Saved entries »

>> start

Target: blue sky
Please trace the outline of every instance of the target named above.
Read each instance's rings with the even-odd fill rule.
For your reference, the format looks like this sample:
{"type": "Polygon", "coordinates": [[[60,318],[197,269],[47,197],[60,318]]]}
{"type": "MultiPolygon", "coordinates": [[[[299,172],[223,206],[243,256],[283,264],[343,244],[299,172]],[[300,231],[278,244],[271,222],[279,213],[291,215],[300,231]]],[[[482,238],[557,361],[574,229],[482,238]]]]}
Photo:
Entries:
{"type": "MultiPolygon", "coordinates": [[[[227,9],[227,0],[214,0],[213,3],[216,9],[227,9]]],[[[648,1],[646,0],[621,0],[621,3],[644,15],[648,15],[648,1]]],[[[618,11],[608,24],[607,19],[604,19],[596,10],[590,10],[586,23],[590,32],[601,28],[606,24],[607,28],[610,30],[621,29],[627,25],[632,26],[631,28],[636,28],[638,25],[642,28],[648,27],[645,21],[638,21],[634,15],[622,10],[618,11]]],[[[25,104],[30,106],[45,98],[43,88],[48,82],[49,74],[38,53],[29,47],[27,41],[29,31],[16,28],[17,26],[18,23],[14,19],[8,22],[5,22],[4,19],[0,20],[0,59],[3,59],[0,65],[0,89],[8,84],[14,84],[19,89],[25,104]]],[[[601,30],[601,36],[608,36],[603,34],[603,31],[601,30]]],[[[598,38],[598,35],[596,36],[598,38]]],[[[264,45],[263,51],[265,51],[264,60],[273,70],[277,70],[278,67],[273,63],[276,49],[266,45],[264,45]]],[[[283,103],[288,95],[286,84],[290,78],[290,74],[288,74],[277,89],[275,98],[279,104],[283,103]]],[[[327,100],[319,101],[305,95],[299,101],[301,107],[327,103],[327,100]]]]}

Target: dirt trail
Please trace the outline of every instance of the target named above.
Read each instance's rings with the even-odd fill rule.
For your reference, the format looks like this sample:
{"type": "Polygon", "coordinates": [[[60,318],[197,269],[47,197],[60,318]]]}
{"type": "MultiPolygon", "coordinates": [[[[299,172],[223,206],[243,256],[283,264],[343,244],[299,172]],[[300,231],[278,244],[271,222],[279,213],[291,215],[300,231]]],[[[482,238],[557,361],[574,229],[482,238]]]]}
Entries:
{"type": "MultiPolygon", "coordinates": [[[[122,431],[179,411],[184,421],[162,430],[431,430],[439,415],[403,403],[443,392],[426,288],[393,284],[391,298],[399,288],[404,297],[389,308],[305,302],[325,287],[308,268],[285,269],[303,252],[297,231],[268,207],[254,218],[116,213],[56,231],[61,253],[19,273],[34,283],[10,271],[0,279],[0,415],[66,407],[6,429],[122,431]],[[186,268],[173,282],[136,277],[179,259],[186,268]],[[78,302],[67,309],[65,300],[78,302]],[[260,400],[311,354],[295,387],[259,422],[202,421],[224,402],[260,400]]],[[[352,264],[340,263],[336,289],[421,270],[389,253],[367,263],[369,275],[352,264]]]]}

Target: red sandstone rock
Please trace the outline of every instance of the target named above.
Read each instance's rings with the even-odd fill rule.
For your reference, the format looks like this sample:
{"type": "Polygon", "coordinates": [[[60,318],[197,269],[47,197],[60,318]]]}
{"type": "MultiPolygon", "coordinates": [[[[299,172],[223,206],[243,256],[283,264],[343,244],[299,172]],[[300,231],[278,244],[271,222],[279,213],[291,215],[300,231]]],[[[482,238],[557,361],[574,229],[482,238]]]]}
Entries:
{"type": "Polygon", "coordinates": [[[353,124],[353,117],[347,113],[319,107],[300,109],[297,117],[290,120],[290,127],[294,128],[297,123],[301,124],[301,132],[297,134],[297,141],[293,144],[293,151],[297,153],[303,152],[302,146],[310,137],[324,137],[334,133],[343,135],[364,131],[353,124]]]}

>> end

AIM »
Resize the part of the listing that opens with the line containing "Target: red sandstone rock" and runs through the end of the listing. Write out those lines again, requests included, with every coordinate in the entries multiplied by 0.2 and rounded to whole numbers, halves up.

RESPONSE TO THIS EXERCISE »
Target: red sandstone rock
Please trace the outline of every instance of the target named above.
Read each instance's rings with the even-odd fill rule.
For your reference, the format looks like this sample:
{"type": "Polygon", "coordinates": [[[60,318],[197,269],[47,197],[60,318]]]}
{"type": "MultiPolygon", "coordinates": [[[[299,172],[223,206],[243,256],[283,264],[343,244],[299,172]],[[300,231],[278,244],[271,222],[279,213],[291,215],[300,231]]],[[[482,238],[557,361],[574,229],[482,238]]]]}
Entries:
{"type": "Polygon", "coordinates": [[[71,25],[71,23],[69,23],[64,21],[60,22],[59,23],[58,24],[58,25],[59,26],[59,25],[60,25],[60,26],[59,27],[59,28],[59,29],[59,30],[59,31],[61,30],[60,29],[62,27],[65,27],[67,27],[69,27],[73,26],[71,25]]]}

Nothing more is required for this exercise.